# Texto citado:
+ + + + + + +
Por Dib Carneiro Neto

Fala-se muito sobre as intrigas entre as mulheres, as fofocas, as invejosas, mas pouco se fala de fraternidade, solidariedade e empatia entre as mulheres. Quem levanta essa séria questão, e numa peça de teatro para crianças, é a dramaturga e atriz Lucelia Sergio, do coletivo Os Crespos. No sábado, dia 10, o grupo inicia nova temporada de De Mãos Dadas com Minha Irmã. É um título lindo, convidativo, que nos abraça e nos chama para um assunto muito importante. Haverá sessões especiais no carnaval, o que é ótimo para quem não gosta da folia e quer usar os feriados para levar a família ao teatro. Será uma curta temporada no Sesc Belenzinho.

“De mãos dadas com minha irmã”  CRÉDITO_ Mariana Ser e Tally Campos_Divulgação

Um atrativo extra do espetáculo é ter a narração em off feita por ninguém menos do que a atriz Léa Garcia, veterana do cinema, teatro e televisão, falecida no ano passado. Foi uma escolha de peso, tendo em vista a temática e o fato de que Léa Garcia foi uma das primeiras mulheres negras com destaque nas artes cênicas no Brasil, abrindo caminhos para muitas outras irmãs. O espetáculo, criado coletivamente, mas com texto final de Lucelia Sergio, conta uma fábula inspirada na Orixá Obá, que dá nome à heroína da história, cuja missão é recuperar a memória e salvar seu povo de uma seca. Os Crespos é um coletivo teatral de pesquisa cênica e audiovisual, debates e intervenções públicas, composto por artistas negros e negras. Formou-se na Escola de Arte Dramática EAD/ECA/USP e está em atividade desde 2005. 

Na entrevista a seguir, Lucelia Sergio nos diz coisas fundamentais sobre a importância de mostrar às novas gerações outras formas de ver a mulher e valorizar a condição feminina. Não perca. São seis perguntas que desvendam a peça, seu tema e as linguagens escolhidas, além de nos revelar uma atriz e dramaturga muito articulada e brilhante.
+ + + + + + +
# Exercício proposto A:
Resuma em duas frases o texto citado sobre a peça De Mãos Dadas com Minha Irmã.
O texto citado e a listagem não têm nenhuma relação entre si.

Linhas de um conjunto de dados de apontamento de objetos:
+ + + + + + +
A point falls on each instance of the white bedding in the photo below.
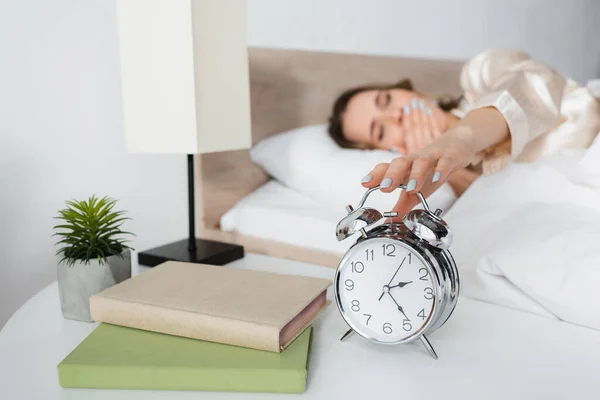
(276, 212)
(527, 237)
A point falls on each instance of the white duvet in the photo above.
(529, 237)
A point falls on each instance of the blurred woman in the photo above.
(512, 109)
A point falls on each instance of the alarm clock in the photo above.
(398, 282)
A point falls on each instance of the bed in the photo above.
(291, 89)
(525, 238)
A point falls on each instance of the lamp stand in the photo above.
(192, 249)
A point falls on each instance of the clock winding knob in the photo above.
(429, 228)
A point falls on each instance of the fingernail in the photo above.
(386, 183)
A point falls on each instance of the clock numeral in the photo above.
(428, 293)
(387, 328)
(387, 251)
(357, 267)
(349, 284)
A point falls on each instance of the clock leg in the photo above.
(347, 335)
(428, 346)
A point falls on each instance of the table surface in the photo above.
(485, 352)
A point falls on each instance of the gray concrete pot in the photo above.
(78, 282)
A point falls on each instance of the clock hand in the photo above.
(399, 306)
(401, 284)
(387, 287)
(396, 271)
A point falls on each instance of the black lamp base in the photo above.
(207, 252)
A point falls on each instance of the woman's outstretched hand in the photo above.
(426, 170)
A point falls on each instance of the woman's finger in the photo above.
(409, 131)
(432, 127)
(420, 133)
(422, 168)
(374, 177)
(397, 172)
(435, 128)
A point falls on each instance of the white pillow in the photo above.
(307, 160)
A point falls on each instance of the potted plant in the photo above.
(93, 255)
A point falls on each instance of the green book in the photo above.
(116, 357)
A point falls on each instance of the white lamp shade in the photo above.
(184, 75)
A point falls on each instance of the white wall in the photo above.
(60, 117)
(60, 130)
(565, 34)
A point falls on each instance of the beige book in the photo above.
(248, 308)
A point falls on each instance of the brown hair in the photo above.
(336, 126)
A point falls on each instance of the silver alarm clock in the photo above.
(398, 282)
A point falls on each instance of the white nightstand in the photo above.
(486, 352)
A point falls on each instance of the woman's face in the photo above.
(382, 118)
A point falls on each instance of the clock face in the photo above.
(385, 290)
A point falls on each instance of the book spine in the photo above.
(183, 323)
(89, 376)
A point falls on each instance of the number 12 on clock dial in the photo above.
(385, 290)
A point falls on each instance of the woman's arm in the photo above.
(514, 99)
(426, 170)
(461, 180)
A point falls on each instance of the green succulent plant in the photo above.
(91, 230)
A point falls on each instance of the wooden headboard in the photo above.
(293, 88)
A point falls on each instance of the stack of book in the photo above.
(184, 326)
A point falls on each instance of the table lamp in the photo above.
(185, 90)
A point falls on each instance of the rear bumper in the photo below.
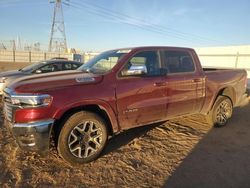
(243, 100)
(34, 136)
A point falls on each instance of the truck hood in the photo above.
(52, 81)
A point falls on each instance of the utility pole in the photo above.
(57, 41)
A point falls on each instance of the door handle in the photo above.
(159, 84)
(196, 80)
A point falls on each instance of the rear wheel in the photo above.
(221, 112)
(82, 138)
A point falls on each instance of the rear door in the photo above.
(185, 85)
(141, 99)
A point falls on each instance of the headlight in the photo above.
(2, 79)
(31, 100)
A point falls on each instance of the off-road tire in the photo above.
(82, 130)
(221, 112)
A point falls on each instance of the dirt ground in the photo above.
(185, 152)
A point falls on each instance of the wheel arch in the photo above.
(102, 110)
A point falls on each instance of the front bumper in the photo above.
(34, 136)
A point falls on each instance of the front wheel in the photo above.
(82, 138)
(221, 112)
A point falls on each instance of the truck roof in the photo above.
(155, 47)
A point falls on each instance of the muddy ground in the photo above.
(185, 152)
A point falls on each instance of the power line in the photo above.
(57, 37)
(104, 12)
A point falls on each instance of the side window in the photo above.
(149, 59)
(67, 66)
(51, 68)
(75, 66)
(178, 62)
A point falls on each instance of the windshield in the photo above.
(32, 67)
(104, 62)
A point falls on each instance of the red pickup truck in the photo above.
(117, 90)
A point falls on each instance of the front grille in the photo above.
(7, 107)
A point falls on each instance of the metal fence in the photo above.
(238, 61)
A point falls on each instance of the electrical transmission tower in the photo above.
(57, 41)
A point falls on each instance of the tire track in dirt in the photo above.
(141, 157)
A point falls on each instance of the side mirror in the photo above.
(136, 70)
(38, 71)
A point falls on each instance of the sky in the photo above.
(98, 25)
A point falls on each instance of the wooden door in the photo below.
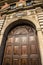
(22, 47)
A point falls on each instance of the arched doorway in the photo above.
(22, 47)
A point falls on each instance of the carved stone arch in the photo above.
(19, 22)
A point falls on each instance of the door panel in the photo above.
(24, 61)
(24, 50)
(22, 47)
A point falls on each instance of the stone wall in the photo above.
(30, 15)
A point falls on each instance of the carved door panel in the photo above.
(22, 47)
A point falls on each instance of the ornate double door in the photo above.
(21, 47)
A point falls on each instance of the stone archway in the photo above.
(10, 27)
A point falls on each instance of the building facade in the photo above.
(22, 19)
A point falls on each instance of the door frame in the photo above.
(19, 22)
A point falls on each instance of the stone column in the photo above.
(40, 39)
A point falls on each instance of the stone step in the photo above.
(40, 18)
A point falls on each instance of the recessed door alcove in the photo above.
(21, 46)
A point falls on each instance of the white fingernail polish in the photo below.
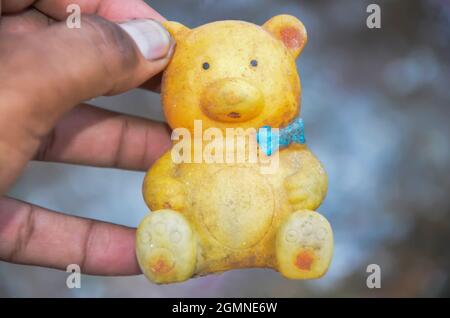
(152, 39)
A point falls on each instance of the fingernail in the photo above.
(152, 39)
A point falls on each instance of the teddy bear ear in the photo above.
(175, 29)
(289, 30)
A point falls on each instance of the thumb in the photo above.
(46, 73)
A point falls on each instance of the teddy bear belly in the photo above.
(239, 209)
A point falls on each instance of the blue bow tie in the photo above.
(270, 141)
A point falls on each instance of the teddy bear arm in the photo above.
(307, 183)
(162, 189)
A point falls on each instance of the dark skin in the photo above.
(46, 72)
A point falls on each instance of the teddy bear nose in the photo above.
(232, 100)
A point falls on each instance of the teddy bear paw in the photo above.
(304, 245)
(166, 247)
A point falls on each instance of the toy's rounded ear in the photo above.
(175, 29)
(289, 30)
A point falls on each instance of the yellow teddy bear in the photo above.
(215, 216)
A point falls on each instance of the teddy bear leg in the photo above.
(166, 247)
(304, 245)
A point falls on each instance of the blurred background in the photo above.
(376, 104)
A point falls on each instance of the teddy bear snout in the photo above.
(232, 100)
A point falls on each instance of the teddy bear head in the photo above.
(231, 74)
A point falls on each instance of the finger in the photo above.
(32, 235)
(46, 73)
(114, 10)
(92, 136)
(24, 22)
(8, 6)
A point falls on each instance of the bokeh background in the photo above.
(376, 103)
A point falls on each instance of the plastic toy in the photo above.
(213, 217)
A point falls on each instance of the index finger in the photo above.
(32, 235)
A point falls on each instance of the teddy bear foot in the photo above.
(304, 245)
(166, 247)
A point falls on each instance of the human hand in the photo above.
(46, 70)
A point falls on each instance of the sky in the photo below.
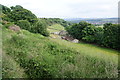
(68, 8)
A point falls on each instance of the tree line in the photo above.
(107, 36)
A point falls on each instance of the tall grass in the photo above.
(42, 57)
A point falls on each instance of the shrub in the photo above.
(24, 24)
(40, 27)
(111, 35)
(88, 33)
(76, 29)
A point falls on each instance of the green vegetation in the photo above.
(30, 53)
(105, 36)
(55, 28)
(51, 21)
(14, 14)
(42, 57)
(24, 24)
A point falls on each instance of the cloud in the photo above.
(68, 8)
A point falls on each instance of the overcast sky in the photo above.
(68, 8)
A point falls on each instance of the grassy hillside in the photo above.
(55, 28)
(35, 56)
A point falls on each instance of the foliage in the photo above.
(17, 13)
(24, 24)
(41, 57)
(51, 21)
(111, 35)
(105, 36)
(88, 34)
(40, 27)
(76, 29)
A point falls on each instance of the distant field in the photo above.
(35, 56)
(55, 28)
+ + + + + + +
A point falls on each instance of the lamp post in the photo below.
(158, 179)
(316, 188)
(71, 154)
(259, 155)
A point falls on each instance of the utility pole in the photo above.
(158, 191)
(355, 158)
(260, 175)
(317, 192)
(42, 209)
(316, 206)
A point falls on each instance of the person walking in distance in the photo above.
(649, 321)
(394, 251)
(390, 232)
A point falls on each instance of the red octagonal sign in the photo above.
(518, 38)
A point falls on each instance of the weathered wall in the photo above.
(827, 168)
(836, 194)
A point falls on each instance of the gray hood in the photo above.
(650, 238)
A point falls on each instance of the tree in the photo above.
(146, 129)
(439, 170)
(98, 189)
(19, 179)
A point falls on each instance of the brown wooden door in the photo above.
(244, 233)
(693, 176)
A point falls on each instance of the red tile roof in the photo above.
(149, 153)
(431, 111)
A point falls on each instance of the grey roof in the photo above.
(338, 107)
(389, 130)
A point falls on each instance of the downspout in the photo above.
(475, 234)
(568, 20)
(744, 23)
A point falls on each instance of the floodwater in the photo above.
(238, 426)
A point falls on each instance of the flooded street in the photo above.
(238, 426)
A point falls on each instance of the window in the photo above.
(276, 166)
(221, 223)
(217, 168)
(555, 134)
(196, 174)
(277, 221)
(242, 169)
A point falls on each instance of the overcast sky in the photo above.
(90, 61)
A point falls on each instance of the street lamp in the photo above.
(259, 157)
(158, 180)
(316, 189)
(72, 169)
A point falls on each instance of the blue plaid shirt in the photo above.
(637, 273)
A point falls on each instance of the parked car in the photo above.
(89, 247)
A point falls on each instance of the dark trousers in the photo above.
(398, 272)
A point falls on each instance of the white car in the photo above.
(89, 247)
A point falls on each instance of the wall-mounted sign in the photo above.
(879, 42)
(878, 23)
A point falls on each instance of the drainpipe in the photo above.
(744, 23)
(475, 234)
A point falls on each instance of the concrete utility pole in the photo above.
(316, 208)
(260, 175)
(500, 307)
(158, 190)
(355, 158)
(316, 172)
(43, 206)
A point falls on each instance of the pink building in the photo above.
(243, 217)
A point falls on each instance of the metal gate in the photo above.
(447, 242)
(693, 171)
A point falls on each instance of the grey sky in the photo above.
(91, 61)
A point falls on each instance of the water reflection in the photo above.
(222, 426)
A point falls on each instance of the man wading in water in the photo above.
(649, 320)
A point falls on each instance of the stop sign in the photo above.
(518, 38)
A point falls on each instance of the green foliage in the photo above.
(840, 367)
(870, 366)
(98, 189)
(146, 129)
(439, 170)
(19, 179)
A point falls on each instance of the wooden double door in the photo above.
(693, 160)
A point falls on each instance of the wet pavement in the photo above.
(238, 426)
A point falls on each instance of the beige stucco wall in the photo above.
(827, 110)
+ + + + + + +
# Exercício proposto B:
Descubra quantas linhas da listagem contêm a palavra "bumper", diferenciando maiúsculas de minúsculas, e responda só com o número.

# Resposta final A:
A peça infantil De Mãos Dadas com Minha Irmã, com texto final da dramaturga e atriz Lucelia Sergio, do coletivo Os Crespos, aborda a fraternidade, a solidariedade e a empatia entre as mulheres e terá uma curta temporada no Sesc Belenzinho, com sessões especiais no carnaval. O espetáculo tem narração em off da atriz Léa Garcia e conta uma fábula inspirada na Orixá Obá, cuja heroína tem a missão de recuperar a memória e salvar seu povo de uma seca.

# Resposta final B:
2